#### Input data
● ● ● ● ● ● ●
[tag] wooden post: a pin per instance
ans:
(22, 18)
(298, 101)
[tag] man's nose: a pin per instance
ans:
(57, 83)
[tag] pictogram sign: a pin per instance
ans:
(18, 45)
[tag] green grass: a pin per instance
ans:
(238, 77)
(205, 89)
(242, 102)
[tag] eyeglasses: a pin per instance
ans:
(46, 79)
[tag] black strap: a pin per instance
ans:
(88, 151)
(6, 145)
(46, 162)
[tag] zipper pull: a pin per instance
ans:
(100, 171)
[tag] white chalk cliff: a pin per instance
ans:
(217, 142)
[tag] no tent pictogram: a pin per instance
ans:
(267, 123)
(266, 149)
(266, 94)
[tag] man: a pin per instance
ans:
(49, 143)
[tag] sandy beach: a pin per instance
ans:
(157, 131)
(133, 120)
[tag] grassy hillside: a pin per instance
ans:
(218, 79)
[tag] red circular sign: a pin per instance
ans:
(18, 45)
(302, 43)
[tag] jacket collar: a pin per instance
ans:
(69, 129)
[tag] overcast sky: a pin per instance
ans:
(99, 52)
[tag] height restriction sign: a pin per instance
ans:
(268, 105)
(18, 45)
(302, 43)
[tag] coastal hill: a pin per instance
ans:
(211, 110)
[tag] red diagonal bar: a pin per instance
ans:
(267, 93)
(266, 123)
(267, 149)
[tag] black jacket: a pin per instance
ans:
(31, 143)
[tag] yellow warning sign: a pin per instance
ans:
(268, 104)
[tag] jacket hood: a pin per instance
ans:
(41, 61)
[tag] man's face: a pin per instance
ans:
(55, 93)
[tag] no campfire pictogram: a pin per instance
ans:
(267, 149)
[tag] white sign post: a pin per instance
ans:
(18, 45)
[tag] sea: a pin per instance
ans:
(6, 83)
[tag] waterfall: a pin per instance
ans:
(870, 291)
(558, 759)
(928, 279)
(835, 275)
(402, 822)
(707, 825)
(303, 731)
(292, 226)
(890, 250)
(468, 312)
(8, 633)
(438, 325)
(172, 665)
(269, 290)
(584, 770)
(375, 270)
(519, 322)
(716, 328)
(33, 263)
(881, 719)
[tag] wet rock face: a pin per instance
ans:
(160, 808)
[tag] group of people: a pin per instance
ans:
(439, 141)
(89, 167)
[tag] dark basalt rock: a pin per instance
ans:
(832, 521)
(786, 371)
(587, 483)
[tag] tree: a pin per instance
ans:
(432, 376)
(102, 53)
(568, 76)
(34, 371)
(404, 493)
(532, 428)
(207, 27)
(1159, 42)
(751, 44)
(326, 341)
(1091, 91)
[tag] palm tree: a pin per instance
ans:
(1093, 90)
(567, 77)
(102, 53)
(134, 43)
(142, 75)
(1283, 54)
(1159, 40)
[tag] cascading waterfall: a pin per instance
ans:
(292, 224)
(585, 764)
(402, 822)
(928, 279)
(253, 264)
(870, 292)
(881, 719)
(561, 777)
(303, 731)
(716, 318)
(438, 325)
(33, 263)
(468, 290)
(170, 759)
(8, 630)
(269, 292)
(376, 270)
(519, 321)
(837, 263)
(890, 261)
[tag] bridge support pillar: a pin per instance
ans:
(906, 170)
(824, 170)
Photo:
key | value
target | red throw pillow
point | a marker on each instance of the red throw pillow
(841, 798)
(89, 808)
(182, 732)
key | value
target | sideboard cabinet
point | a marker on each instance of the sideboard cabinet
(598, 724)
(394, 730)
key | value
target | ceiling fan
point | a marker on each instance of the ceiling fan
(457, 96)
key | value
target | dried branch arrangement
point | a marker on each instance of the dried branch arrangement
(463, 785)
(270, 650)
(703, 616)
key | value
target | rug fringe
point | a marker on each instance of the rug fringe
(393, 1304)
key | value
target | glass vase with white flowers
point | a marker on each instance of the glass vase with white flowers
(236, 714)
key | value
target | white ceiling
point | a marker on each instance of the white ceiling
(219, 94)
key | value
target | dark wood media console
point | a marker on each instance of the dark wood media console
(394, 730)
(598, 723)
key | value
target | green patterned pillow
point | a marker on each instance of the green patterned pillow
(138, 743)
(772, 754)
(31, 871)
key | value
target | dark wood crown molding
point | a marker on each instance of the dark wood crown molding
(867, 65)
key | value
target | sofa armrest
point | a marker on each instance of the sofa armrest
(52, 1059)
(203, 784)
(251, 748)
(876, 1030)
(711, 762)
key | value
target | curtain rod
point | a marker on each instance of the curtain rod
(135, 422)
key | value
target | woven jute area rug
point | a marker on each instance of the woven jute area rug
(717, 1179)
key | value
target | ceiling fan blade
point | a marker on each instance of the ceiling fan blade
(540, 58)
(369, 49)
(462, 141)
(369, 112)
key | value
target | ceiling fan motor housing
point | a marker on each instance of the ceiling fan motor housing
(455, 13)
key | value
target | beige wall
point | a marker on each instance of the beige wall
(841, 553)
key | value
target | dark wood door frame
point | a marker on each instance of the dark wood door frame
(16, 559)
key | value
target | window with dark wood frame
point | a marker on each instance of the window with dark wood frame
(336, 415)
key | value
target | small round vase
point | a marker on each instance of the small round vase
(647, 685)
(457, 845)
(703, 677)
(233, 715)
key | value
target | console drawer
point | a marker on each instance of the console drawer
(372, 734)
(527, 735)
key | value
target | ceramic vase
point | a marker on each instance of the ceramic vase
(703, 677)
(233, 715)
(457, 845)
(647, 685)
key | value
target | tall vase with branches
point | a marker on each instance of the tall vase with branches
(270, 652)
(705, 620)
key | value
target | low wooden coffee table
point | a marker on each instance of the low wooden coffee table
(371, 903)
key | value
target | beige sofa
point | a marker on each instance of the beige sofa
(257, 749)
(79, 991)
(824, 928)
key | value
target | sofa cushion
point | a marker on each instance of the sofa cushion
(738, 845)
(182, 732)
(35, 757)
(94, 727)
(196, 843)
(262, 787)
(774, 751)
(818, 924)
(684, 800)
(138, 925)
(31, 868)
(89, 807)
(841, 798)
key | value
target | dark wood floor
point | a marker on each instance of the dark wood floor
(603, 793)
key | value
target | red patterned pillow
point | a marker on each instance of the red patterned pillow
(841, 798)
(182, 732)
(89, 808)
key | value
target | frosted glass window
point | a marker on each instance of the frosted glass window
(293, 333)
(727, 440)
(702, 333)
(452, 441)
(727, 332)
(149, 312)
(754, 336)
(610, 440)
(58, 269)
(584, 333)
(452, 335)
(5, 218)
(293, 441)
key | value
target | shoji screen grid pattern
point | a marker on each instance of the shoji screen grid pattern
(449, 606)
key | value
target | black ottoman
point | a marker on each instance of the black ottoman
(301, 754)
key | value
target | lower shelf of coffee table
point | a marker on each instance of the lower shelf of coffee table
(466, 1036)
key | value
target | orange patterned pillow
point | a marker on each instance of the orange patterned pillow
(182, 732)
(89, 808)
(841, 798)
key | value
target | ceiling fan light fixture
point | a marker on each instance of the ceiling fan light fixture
● ● ● ● ● ● ●
#### Directions
Each line of the data must be written out exactly as it appears.

#### The answer
[tag] wooden post: a pin per instance
ans:
(22, 18)
(298, 101)
[tag] man's nose: a pin per instance
ans:
(57, 83)
[tag] pictogram sign: a pin per instance
ans:
(18, 45)
[tag] green grass: a pin per instance
ans:
(238, 77)
(205, 89)
(242, 102)
[tag] eyeglasses: a pin per instance
ans:
(46, 79)
[tag] black strap: a pin per instance
ans:
(88, 151)
(6, 145)
(46, 162)
[tag] zipper pull: a pin per instance
ans:
(100, 171)
[tag] white chalk cliff: a pin per instance
ans:
(217, 142)
[tag] no tent pictogram: a pin per instance
ans:
(267, 123)
(266, 149)
(266, 94)
[tag] man: a pin per instance
ans:
(49, 143)
[tag] sandy beach: a pin per instance
ans:
(157, 131)
(133, 120)
[tag] grassy hillside: a pin per instance
ans:
(218, 79)
[tag] red circular sign: a pin per instance
ans:
(18, 45)
(302, 43)
[tag] jacket collar: a pin per instance
ans:
(69, 129)
[tag] overcast sky: a pin per instance
ans:
(99, 52)
[tag] height restriction sign: a pin per instance
ans:
(268, 105)
(18, 45)
(302, 43)
[tag] coastal hill: a pin per instance
ans:
(211, 110)
[tag] red diagonal bar: a pin per instance
ans:
(267, 93)
(266, 123)
(267, 149)
[tag] black jacket: a pin per instance
ans:
(31, 143)
[tag] yellow warning sign: a pin per instance
ans:
(268, 104)
[tag] jacket hood: a pin per instance
ans:
(41, 61)
[tag] man's face: a pin per instance
ans:
(55, 93)
[tag] no campfire pictogram: a pin per instance
ans:
(267, 149)
[tag] white sign post: a pin per instance
ans:
(18, 45)
[tag] sea: a pin per instance
ans:
(6, 83)
[tag] waterfall: a pin per instance
ans:
(870, 291)
(558, 759)
(928, 279)
(835, 275)
(402, 822)
(707, 825)
(303, 731)
(292, 226)
(890, 250)
(468, 312)
(8, 633)
(438, 325)
(172, 665)
(269, 290)
(584, 770)
(375, 270)
(519, 322)
(716, 328)
(33, 263)
(881, 719)
[tag] wet rock face: a pin per instance
ans:
(160, 808)
[tag] group of people: a pin per instance
ans:
(439, 141)
(89, 167)
[tag] dark basalt rock: a pin per instance
ans:
(832, 521)
(786, 371)
(587, 483)
[tag] tree: a pin per instance
ans:
(432, 376)
(102, 53)
(568, 76)
(34, 371)
(404, 493)
(532, 428)
(207, 27)
(1159, 42)
(751, 44)
(326, 341)
(1091, 91)
[tag] palm tree: a pin per instance
ans:
(1093, 90)
(567, 77)
(102, 53)
(134, 43)
(142, 75)
(1283, 54)
(1159, 40)
[tag] cascading waterfall: a pin per instance
ans:
(292, 224)
(585, 764)
(402, 822)
(928, 279)
(253, 264)
(870, 292)
(881, 719)
(561, 777)
(303, 731)
(716, 318)
(438, 325)
(33, 263)
(468, 290)
(170, 759)
(8, 630)
(269, 292)
(376, 270)
(519, 321)
(837, 263)
(890, 261)
[tag] bridge support pillar: a pin per instance
ans:
(906, 170)
(824, 170)
Photo:
key | value
target | red throw pillow
point | a marker on each instance of the red throw pillow
(841, 798)
(89, 808)
(182, 732)
key | value
target | sideboard cabinet
point | a marker on each instance of the sideboard cabinet
(598, 724)
(394, 730)
key | value
target | ceiling fan
point | a marker on each instance of the ceiling fan
(457, 96)
key | value
target | dried branch arrangement
point | a marker on each instance of the dried branch arrangement
(463, 785)
(270, 650)
(703, 616)
key | value
target | rug fringe
point | a marker on each instance of the rug fringe
(393, 1304)
key | value
target | glass vase with white flowers
point | a marker on each instance of the glass vase with white flowers
(236, 714)
key | value
target | white ceiling
point | a marker on each instance of the white ceiling
(219, 94)
key | value
target | dark wood media console
point | a marker on each instance of the dark wood media console
(394, 730)
(598, 723)
key | value
target | green patterned pillow
point | a marker on each instance of the green patterned pillow
(138, 743)
(772, 754)
(31, 871)
key | value
target | dark wood crown molding
point | a marker on each instance of the dark wood crown molding
(867, 65)
key | value
target | sofa armrest
point | a marker on each instance of the sofa armrest
(52, 1059)
(203, 784)
(251, 748)
(876, 1030)
(711, 762)
key | value
target | curtain rod
point | a marker on each instance of the curtain rod
(135, 422)
key | value
target | woven jute area rug
point | a marker on each instance of the woven jute area rug
(717, 1179)
key | value
target | ceiling fan blade
point | a marker on each instance of the ceiling fan blade
(540, 58)
(369, 49)
(462, 141)
(369, 112)
key | value
target | ceiling fan motor housing
point | a marker on each instance of the ceiling fan motor housing
(455, 13)
key | value
target | beige wall
point | a marker on each instance of the beige wall
(841, 553)
key | value
target | dark wood door frame
point | a marker on each instance of the dark wood door frame
(16, 559)
key | value
target | window with dark wood frame
point | a marker on each instance of the window with dark wood frame
(336, 415)
key | value
target | small round vase
point | a marker on each instance of the small round vase
(647, 685)
(457, 845)
(703, 677)
(233, 715)
key | value
target | console drawer
point | a marker on each instance of the console drawer
(372, 734)
(527, 735)
key | value
target | ceramic vase
point | a marker on each instance of the ceramic vase
(703, 677)
(233, 715)
(457, 845)
(647, 685)
key | value
target | tall vase with branches
point | a marker on each instance of the tall vase with branches
(270, 652)
(705, 620)
key | value
target | low wooden coffee table
point | a marker on each instance of the low wooden coffee table
(371, 903)
key | value
target | beige sofa
point | a marker on each instance of the beige sofa
(257, 749)
(79, 991)
(824, 928)
key | value
target | sofa cushion
point | a marker on each instance of the sofa cushion
(738, 845)
(182, 732)
(35, 757)
(94, 727)
(196, 843)
(262, 787)
(774, 751)
(818, 924)
(684, 800)
(138, 925)
(31, 868)
(89, 807)
(841, 798)
key | value
target | dark wood floor
point | a marker on each instance of the dark wood floor
(603, 793)
key | value
target | red patterned pillow
point | a marker on each instance of the red patterned pillow
(841, 798)
(182, 732)
(89, 808)
key | value
target | frosted glass window
point | a marker on each instance of the frosted glass window
(293, 333)
(727, 440)
(702, 333)
(452, 441)
(727, 332)
(149, 312)
(754, 336)
(610, 440)
(58, 269)
(584, 333)
(452, 335)
(5, 218)
(293, 441)
key | value
target | shoji screen grid pattern
point | a marker on each instance of the shoji screen grid pattern
(449, 606)
key | value
target | black ottoman
point | a marker on each instance of the black ottoman
(301, 754)
key | value
target | lower shelf of coffee table
point | a marker on each instance of the lower shelf of coffee table
(466, 1036)
key | value
target | orange patterned pillow
point | a marker on each instance of the orange patterned pillow
(182, 732)
(89, 808)
(841, 798)
key | value
target | ceiling fan light fixture
point | a marker on each instance of the ceiling fan light fixture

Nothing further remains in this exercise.